AIM » Write the next part of the article on the UK election and the European Union, picking up after its final sentence.

PAGE TEXT »
Humphrey Hawksley UK election could accelerate unravelling of European Union – Nikkei Asian Review
France has become the latest European country to propel a far-right politician to within reach of leadership after the weekend victory of anti-European and anti-Immigration Marine Le Pen in the first round of the French presidential election. Le Pen, who will face independent centrist Emmanuel Macron in the run-off vote in May, is unlikely to win, according to polls, but her success underscores the seriousness of Europe's current trend toward right-wing nationalism.
Le Pen has pledged to reinstate border checks and take France out of the European Union, following the path that Hungary's illiberal Prime Minister Victor Orban has taken for some years to champion Hungarian sovereignty by challenging the EU's democratic rules. In the Netherlands, the anti-immigration and anti-Islam party of Geert Wilders came in second in a parliamentary election in March and last December, Austria came within a hair's breadth of electing a far right president.
With Prime Minister Theresa May's unexpected announcement of a general election on June 8, Britain becomes the fourth EU country to go to the polls this year. The ruling Conservative Party is expected to increase substantively its now slim majority amid accusations of authoritarianism and attempting to override the democratic process.
And, unless May or the EU make a policy U-turn, Britain will leave both the union and its single market two years from now, in a move being described as a "hard Brexit." The other 27 members of the world's biggest trading bloc are closely watching how things unfold to determine whether some of them could also leave the EU.
There are many worrying contradictions. The EU is primarily a trading bloc, but the intricate workings of commerce, currency and markets cannot be explained in one-line campaign soundbites. This is what politicians in the U.K. and elsewhere are trying -- but mostly failing -- to do, with the result that too many policies have little resemblance to complex realities.
Why, for example, does anti-EU rhetoric advocate reaching out for special trade deals with China, Japan and India when these nations represent the very globalization blamed for so much of Europe's discontent? And what impact would a more right-wing Europe have on the EU and on the world economy?
In the 1930s, a similar rise of ethnically-based nationalism followed the Wall Street crash of 1929, ultimately leading to war. That is unlikely to be the case now. But the 2007-08 financial crisis exposed gaps in wealth distribution and growing inequality. A growing resentment over such disparities has helped create the nationalist movements that are making their presence felt throughout the continent.
Britain's narrow Brexit decision in 2016 hinged not on living standards, but on issues of sovereignty, dignity and immigration, with veteran millionaire film star Sir Michael Caine summing up the popular view that he would rather be a "poor master than a rich servant."

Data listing
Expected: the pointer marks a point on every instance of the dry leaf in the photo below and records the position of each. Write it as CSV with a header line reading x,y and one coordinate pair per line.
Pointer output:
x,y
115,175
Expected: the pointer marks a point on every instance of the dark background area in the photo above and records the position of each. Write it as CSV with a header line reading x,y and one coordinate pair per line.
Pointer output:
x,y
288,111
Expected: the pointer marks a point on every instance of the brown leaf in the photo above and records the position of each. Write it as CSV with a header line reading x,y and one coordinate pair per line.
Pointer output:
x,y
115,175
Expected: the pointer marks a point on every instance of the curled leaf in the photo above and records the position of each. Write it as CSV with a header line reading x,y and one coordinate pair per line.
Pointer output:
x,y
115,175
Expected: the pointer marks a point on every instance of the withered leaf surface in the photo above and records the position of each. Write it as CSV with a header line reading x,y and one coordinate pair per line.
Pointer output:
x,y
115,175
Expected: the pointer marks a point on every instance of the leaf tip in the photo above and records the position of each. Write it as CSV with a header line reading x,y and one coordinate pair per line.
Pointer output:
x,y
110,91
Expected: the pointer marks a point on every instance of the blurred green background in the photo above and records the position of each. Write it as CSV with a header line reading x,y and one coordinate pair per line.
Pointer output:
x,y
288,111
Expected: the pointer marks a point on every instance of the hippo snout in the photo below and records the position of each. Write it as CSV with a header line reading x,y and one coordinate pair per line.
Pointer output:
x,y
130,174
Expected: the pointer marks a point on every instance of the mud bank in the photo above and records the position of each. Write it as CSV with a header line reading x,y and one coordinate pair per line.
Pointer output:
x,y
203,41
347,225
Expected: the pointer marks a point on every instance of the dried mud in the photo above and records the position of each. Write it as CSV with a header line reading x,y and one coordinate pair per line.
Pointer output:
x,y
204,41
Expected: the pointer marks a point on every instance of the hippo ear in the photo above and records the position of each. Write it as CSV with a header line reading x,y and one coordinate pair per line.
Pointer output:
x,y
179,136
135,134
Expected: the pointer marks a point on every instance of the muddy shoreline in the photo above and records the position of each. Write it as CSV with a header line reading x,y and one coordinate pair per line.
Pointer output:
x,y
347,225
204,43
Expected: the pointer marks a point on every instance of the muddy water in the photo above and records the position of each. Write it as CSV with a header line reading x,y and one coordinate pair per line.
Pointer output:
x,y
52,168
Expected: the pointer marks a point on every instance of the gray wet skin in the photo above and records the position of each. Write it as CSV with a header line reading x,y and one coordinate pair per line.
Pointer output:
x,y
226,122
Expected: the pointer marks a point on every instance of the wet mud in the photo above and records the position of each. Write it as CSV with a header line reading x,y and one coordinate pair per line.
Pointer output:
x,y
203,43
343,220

ANSWER TO THE TASK »
Immigrant backlash
The growth of nationalist sentiment has come in response to the influx of refugees from the Middle East, which reached more than a million last year, as well as protracted sluggish economic performances in most EU countries. Almost 9% of European adults are unemployed, with that figure reaching more than 20% among the young. Greece, Spain and Italy are among the worst affected. A 2015 Oxfam study found that between 2009 and 2013, the number of Europeans living with "severe material deprivation" rose by 7.5% to 50 million, which it blamed on increasing inequality.
Another study this year by researchers at Italy's Bocconi University found a direct link between levels of Asian trade and support for European nationalism. It studied 76 legislative elections in 15 European countries between the tail end of the Cold War in 1988 and the crash of 2007. It found that areas with the highest exposure to imports from China were more inclined toward radical right-wing politics.
"The unequal sharing of the welfare gains brought about by globalization has resulted in widespread concerns and a general opposition to free trade," said the report's authors, Italo Colantone and Piero Stanig. They described political movements that combined "support for domestic free market policies with strong protectionist stances" as representing "economic nationalism."
Britain is becoming a pioneer in bringing "economic nationalism" into mainstream politics. May has been burnishing her credentials by accusing anti-Brexit supporters of being the "citizens of nowhere" who were "trying to subvert democracy." Her conservative supporters in the media have called on her to "crush the saboteurs," and accused the independent judiciary of being "enemies of the people" by ruling that the Brexit process should be subject to parliamentary scrutiny.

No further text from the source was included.